ARTICLE
Given the above learning, let me ask you a related question. Or maybe
rather, a question about an alternative design.

As I understand it, the design in your patch is basically to let the
Tor client talk via Tor to an authenticated dns server that the client
chooses, and do the DNS interaction to satisfy itself that the DNS answer
is correct.

And because the DNS server is a different destination than the original
stream destination, this requires another round-trip through Tor, for
doing the resolve?

And maybe it's way worse than that, because to do DNSSEC properly, you
need to go up the chain, with a new round-trip over Tor for each link
in the chain?

Whereas in the current Tor design, we have no extra round-trips for the
DNS component, because the client sends the hostname in the BEGIN cell,
and the exit relay resolves it and connects, and then sends the IP
address back in the CONNECTED cell in case the client wanted to know it.

To me, extra round-trips over the Tor network in the critical path of
"user clicks and waits for the website to load" are really bad, and
need a really good argument for being there. Given that DNS is only one
piece of the connection -- after all, the exit relay can still route you
somewhere else -- it's hard to see how this case brings enough benefit
to justify the extra round trip(s).

SOURCE DATA
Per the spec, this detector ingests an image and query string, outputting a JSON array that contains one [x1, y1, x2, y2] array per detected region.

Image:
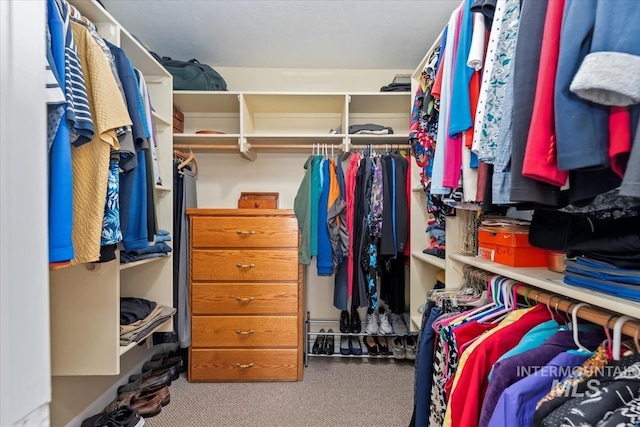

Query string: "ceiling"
[[102, 0, 460, 69]]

EXERCISE PROMPT
What does the message about DNS resolution in Tor say on each point?
1. In the patch's design, which kind of DNS server does the Tor client talk to?
2. In the current Tor design, which party resolves the hostname?
3. Why might doing DNSSEC properly be even worse for round-trips?

PROBLEM SOLUTION
1. An authenticated DNS server that the client chooses.
2. The exit relay.
3. It requires going up the chain, with a new round-trip over Tor for each link in the chain.